──────── The data

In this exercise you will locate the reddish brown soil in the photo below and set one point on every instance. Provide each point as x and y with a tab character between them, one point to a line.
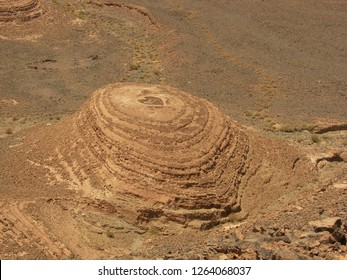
108	150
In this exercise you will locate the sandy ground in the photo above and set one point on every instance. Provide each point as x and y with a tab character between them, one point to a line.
277	69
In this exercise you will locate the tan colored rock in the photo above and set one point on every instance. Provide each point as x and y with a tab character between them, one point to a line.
328	224
22	10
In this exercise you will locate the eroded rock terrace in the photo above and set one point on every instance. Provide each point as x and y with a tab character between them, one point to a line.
23	10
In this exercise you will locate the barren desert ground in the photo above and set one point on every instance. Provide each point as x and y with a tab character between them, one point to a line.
210	129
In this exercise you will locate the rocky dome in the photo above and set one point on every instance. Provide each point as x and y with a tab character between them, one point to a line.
154	152
166	147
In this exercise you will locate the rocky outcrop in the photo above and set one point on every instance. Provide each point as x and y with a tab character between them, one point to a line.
22	10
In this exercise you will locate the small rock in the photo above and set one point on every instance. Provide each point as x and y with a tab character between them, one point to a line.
339	236
237	235
285	255
340	185
257	228
328	224
223	257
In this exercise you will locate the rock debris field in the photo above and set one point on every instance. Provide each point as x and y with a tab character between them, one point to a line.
138	130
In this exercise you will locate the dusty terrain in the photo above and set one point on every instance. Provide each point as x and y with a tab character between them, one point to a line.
173	130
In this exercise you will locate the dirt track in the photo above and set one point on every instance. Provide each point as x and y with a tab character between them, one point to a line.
156	172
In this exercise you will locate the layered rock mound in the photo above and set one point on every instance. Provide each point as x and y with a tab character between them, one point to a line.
167	147
154	152
23	10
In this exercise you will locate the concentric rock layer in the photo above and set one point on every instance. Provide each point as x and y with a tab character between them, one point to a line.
168	148
19	9
154	152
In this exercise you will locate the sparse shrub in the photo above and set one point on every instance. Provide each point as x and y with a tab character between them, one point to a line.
9	131
315	138
134	67
109	234
22	120
287	129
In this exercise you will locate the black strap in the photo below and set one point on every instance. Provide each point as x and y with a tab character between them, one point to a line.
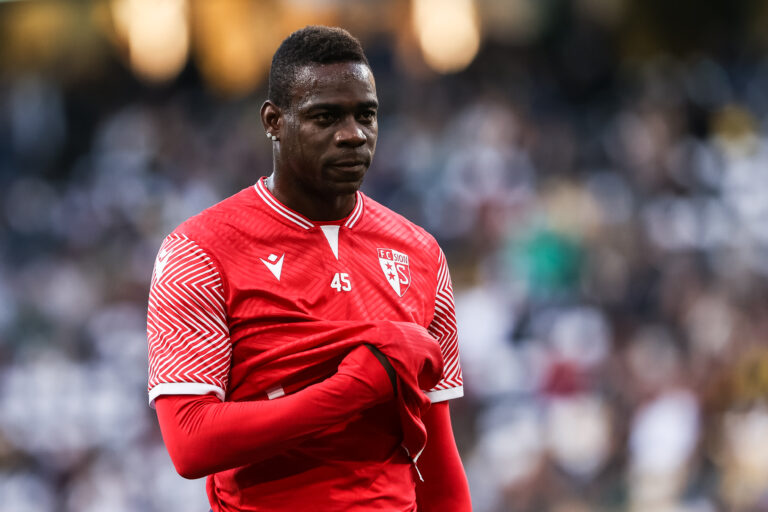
386	364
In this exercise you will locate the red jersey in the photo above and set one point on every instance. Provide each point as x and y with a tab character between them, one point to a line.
233	281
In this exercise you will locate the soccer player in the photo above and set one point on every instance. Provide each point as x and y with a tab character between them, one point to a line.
293	326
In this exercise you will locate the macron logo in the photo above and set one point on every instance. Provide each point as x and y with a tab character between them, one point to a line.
162	259
274	265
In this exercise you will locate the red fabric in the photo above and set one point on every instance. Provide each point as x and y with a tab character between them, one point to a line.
218	299
444	487
247	286
204	435
323	411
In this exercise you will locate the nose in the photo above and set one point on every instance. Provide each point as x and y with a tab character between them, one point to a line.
350	133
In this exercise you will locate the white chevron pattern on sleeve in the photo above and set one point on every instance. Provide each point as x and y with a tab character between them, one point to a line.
189	345
443	328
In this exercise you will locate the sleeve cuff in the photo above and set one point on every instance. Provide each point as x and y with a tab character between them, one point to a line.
442	395
183	388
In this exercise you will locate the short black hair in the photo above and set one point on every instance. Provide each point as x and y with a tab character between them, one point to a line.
314	44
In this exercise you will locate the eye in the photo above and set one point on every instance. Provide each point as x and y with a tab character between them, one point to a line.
325	117
367	116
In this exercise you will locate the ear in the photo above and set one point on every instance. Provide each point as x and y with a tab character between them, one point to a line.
271	117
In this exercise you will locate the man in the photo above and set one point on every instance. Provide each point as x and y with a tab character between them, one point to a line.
292	326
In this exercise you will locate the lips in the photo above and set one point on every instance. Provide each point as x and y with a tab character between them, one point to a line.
349	163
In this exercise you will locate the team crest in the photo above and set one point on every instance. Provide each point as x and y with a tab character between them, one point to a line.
395	267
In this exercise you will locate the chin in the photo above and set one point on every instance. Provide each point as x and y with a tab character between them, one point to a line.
345	187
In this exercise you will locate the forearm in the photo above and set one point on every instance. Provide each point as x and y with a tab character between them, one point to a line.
204	435
445	487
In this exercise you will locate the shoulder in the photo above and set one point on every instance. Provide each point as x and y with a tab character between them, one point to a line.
384	220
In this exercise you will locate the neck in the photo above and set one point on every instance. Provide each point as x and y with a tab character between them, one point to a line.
309	203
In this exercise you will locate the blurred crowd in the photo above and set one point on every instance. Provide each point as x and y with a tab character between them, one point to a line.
606	227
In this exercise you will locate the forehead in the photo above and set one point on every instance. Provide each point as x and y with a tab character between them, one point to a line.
341	83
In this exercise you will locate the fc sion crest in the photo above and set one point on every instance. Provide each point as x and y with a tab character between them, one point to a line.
395	267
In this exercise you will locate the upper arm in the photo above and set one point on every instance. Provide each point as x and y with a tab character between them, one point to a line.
187	333
443	329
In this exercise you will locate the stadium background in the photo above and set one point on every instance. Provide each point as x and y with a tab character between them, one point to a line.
596	171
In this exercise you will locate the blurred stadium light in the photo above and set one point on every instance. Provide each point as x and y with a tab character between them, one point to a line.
156	33
448	32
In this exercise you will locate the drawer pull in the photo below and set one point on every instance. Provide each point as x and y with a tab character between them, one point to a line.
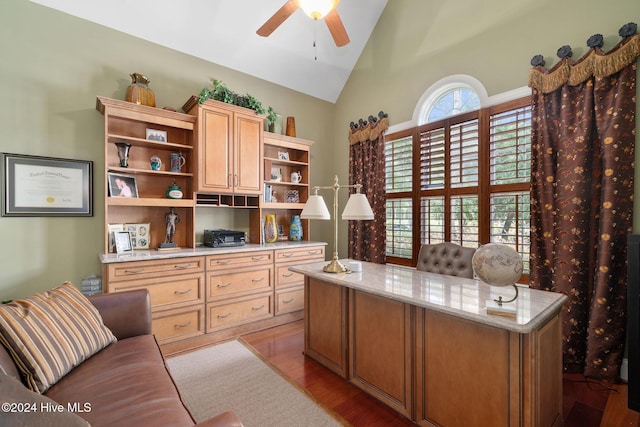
184	267
134	271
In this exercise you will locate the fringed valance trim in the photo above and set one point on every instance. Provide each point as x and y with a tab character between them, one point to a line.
594	63
368	130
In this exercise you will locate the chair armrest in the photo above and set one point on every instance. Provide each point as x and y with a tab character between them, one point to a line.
126	314
225	419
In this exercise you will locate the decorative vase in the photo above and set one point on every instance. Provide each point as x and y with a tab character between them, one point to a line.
291	126
123	153
295	229
138	91
270	229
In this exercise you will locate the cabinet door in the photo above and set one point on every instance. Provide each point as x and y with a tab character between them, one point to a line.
215	157
248	154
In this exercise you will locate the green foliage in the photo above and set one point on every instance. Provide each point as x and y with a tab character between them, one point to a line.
220	92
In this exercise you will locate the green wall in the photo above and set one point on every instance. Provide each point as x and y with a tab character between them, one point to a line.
54	65
417	43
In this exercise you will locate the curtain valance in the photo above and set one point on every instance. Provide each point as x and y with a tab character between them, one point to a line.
594	63
368	130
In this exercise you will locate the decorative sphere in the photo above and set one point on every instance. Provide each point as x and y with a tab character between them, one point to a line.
497	264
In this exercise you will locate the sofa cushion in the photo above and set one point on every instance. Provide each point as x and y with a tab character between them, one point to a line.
50	333
127	383
23	407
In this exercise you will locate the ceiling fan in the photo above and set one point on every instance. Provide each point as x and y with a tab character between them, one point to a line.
315	9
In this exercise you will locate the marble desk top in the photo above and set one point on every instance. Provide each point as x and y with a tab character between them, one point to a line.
456	296
151	254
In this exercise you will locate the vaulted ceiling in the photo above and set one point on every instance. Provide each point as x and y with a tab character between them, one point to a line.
224	32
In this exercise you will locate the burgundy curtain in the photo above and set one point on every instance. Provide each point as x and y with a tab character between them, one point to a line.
582	196
367	239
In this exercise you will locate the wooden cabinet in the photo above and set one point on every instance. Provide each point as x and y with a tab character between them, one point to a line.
283	155
289	285
176	288
229	148
380	326
239	289
128	123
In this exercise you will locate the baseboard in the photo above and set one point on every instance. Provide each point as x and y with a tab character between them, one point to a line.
624	370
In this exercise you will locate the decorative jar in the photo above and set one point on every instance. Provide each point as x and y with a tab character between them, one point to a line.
138	91
295	228
270	229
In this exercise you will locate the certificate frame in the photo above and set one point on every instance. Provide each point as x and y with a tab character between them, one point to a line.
46	186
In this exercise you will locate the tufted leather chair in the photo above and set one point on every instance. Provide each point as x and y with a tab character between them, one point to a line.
446	258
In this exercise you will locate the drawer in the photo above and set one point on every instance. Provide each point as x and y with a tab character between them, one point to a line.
315	253
156	268
236	282
289	300
173	325
238	311
286	278
169	291
218	262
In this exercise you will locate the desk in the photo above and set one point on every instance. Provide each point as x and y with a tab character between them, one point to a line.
423	344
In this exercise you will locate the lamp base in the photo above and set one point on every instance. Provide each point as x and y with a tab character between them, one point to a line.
501	310
335	266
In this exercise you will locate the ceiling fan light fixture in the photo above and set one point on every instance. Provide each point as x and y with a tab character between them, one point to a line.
317	9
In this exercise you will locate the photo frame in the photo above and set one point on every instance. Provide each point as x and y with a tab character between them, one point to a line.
156	135
46	186
123	241
283	155
292	196
122	185
139	235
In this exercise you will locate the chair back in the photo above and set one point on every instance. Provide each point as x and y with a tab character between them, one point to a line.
446	258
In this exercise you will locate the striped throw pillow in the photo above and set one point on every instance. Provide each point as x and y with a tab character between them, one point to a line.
50	333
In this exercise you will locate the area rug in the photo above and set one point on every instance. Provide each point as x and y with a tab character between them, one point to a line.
229	376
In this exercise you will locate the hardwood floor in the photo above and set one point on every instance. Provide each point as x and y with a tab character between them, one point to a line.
586	404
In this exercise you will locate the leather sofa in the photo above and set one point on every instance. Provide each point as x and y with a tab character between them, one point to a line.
125	384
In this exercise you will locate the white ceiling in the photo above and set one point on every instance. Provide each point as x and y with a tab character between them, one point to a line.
224	32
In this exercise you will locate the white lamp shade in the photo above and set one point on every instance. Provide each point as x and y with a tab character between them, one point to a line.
358	207
317	9
315	208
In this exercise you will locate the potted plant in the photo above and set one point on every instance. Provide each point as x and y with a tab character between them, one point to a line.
220	92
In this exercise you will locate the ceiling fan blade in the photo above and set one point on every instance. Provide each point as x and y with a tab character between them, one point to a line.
336	28
278	18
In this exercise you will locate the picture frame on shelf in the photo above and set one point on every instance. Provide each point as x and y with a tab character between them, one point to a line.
283	155
122	185
111	230
139	235
292	196
276	174
156	135
123	242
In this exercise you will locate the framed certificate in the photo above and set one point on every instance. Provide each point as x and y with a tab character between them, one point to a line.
46	186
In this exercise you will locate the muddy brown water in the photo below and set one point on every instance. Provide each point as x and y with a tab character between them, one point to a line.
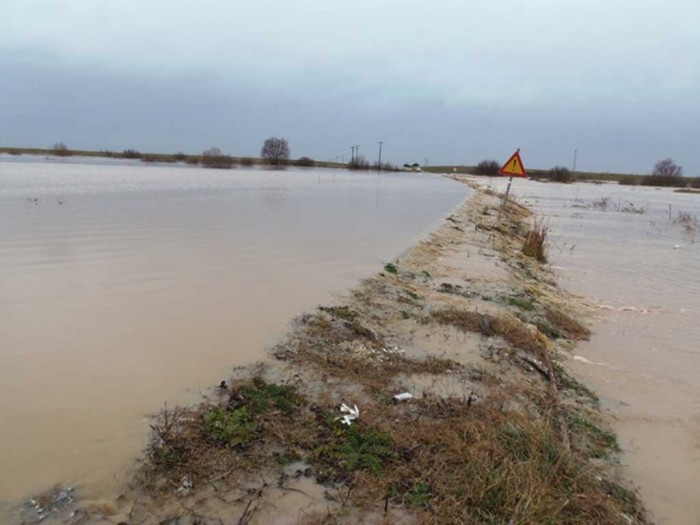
123	287
642	271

────────────────

> [Problem]:
Only the lines from the one that contains "In this exercise you will locate the framed" to the end of the records, inclusive, are to be quoted exactly, with pictures excluded.

> [Task response]:
In this exercise you will locate the framed certificate in the photo above and set one point on every instance. Provide each point as x and y with a tab character between them, one point to a line.
46	186
In this exercise you will locate the muddy brown water in the photo below and set one point on every instance. Provide each point as x and y with a tab character between them, one point to a line.
123	287
642	271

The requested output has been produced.